Always here is the mix I used:

3 gallons of tap water
1/3 cup of non-iodized salt
1 teaspoon of Calsolene Oil
1 TBS of Citric Acid Powder
1 cup of white distilled vinegar
2 packages of black Rit Dye

The cook time at 15psi was about 1.5 hours and in this time the fluid level dropped from about 6 to 5 inches. The parts were contained in a mesh cage to keep them submerged.

The initial results were very poor. The parts came out a very dark ugly green color. I also noticed that I could see the cage at the bottom of the pressure cooker through several inches of water so it appeared there was very little dye left in solution at this point. So what I did was add 4 more packages of black Rit Dye (to make for 6 total) without adding anything else. I then re-dyed everything for over 3 hours at 15psi and I let the pressure cooker cool over night before opening it this morning. There was about 2 inches of fluid remaining as the top of the cage was just sticking out but the water was a nice opaque black as you couldn't see past the surface. The parts are a very nice rich black but I'm not sure if they are any blacker then they would be had I simply boiled them as I have in the past.

The Negatives:
(1) It appears you need ALOT more Rit Dye to get the same rich black. In the past I've obtained a nice rich black with simple boiling and a single bag of Rit Dye.
(2) The cost of a pressure cooker.
----
» **Work to do**:
1: In the account of dyeing parts in a pressure cooker, how many packages of black Rit Dye were used in total after the second batch was added?
2: Continue the account of dyeing parts in a pressure cooker, starting right after its last line.

» **Dataset records**:
----
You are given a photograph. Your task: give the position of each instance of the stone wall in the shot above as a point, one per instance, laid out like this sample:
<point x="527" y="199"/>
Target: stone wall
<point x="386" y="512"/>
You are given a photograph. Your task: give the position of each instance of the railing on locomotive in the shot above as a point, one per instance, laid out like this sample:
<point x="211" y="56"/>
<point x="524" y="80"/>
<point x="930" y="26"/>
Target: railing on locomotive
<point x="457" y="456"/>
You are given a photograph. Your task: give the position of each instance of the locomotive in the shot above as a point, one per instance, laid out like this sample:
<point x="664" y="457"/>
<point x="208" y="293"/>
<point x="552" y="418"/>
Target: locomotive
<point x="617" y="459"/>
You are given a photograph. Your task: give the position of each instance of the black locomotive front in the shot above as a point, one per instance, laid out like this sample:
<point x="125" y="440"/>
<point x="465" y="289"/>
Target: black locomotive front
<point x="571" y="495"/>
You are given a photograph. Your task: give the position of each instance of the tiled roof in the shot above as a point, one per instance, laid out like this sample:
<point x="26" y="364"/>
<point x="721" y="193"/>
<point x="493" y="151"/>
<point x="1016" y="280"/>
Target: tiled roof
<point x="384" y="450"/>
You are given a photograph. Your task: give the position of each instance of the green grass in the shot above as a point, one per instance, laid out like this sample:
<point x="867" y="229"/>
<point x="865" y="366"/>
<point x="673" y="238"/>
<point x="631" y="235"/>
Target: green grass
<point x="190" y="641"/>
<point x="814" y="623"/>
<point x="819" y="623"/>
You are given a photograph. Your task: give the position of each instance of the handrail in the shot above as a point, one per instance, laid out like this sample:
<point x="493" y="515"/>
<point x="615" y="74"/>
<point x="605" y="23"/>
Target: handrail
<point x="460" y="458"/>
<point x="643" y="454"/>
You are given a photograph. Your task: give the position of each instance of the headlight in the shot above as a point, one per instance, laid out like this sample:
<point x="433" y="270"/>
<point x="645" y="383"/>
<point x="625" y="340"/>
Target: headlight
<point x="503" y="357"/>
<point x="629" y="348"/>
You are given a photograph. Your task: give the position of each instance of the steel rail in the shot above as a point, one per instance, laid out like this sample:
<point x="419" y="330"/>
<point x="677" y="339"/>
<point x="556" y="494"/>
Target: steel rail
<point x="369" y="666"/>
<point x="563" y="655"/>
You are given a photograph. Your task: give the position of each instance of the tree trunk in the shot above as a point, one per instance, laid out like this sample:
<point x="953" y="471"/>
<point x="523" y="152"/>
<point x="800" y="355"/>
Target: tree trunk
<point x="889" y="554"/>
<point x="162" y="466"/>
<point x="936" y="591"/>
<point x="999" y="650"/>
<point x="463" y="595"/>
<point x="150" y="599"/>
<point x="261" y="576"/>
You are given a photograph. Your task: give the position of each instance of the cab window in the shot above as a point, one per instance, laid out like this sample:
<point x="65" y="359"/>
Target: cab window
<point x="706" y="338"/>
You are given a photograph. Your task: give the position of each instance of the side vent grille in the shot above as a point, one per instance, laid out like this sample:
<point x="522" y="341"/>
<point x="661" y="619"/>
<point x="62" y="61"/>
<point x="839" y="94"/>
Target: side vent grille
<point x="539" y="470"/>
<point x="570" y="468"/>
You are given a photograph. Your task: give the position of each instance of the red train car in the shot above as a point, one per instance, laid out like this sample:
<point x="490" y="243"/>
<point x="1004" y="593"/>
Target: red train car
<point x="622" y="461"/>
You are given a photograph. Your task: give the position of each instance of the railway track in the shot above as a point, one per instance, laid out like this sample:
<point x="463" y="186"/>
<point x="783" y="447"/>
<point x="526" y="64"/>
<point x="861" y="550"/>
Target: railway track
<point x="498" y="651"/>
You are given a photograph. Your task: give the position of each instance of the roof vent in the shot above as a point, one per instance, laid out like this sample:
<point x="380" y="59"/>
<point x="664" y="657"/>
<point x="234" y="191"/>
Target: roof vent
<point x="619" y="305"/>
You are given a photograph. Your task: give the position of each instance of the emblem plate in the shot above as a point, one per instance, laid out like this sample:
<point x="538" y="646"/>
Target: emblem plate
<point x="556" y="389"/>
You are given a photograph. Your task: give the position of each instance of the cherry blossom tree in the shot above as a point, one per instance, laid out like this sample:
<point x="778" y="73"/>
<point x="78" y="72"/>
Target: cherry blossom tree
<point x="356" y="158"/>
----
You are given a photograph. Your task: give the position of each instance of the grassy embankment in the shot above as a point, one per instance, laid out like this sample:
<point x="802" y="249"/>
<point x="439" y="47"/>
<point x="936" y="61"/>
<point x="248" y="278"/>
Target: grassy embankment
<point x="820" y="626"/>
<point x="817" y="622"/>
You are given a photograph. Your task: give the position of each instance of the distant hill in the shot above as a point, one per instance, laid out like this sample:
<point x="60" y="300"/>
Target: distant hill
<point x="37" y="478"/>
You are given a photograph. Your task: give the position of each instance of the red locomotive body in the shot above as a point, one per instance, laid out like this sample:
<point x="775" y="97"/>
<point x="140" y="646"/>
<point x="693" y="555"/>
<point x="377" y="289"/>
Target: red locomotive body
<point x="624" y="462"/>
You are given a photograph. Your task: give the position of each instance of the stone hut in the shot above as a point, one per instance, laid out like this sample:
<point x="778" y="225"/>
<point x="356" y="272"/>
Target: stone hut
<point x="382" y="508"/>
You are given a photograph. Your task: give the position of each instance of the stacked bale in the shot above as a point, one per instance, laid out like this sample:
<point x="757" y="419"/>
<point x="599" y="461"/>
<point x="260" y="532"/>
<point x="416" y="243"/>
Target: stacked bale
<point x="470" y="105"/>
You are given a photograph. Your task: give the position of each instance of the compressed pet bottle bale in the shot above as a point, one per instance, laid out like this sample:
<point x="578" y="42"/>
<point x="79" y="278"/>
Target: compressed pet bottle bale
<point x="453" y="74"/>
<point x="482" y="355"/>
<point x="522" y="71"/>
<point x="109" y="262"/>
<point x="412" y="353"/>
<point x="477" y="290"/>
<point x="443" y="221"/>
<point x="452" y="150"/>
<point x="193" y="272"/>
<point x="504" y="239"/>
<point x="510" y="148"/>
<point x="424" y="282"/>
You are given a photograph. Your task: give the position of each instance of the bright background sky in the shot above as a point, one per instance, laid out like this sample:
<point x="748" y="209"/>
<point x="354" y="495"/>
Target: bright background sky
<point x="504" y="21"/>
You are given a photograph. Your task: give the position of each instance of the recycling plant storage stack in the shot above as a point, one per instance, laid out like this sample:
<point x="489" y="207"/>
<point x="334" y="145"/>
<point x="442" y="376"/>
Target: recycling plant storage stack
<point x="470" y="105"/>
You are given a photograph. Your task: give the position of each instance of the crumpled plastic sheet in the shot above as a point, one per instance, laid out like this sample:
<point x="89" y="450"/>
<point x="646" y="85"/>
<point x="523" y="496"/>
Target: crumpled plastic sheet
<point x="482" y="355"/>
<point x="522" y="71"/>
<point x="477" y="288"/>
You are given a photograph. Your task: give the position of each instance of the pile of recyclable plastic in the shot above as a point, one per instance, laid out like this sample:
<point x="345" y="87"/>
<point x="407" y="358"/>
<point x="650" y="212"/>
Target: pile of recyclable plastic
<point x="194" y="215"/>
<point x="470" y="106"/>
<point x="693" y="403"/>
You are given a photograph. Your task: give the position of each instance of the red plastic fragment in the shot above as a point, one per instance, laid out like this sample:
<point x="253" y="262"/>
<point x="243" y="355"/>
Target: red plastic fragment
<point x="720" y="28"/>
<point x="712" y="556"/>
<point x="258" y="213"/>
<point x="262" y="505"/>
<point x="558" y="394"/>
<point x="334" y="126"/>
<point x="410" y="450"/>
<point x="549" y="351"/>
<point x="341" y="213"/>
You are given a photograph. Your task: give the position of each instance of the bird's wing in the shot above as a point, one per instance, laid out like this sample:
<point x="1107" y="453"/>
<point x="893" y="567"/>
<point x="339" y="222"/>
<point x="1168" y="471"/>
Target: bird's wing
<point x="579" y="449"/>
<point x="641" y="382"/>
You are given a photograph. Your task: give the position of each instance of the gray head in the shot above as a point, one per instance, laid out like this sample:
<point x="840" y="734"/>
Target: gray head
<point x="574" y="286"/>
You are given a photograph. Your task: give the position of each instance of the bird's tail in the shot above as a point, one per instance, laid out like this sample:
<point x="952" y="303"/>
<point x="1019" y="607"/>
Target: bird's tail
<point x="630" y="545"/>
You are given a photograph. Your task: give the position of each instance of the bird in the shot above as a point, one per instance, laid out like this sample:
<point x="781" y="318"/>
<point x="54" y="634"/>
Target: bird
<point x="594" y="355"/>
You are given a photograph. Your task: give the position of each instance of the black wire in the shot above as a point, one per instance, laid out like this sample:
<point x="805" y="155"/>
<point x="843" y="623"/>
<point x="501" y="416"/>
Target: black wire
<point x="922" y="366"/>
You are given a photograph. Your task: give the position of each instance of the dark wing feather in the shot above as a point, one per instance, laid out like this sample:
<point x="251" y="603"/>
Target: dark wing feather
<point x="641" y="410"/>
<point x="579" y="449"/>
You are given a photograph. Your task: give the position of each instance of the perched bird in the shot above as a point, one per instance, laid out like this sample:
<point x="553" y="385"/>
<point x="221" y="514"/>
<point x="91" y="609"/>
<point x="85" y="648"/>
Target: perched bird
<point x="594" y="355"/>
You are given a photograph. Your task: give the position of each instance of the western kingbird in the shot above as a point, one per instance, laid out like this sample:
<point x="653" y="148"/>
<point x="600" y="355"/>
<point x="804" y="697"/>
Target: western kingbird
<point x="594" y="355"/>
----
» **Answers per task**:
1: Six packages.

2:
(3) There is no easy way to monitor the fluid level during the process. You certainly don't want to run things dry. I'm wondering if I should set the hot plate/pressure cooker on top of a scale as I think that would allow for a way to monitor fluid level. Though this test tells me if one assumes a drop of about an inch per hour they are probably safe.

The Positives:
(1) There is minimal to almost no bleeding of the black after dying. I could rinse the parts in water and the water stayed clear. With simple boiling I can rinse the parts dozens of times and they continue to turn the water black. I'm hoping this is a good sign as with my gear cube kit I glue colored SW&F tiles onto these black parts and with my first puzzle my attempts to seal the puzzle resulted in some black bleeding into the colors parts. So I think this is a very good sign.

The black may go deeper into the parts with pressure cooking but without cutting the parts I can't tell. To me it appears the higher temperature obtained with pressure cooking actually breaks down the dye while its still in solution. I was thinking I'd read this observation by someone else before and I did a search of Brandon's post as I thought it was something he had said but I couldn't find it. Even the 2 inches of solution that was nice and opaque didn't seem to have the staining power that the solution left after boiling had. You invariably get a few drops on your hands or a table surface and it wipes up without making a permanent black spot. What you get on your hands washes off with a little soap and water. So in some sense this made clean up a little easier. Still I used a hot plate and did this in my garage... I would NOT recommend you do this in your wife's kitchen. LOL!!!

I know Brandon uses a pressure cooker, not sure anyone else does but I'd be curious if my observations were comparable to others that have tried this. I'm now also curious if its possible to buy Black Rit dye power in something other then those 1-1/8 oz boxes. If I stick with this method it seems I may want to buy the stuff by the gallon.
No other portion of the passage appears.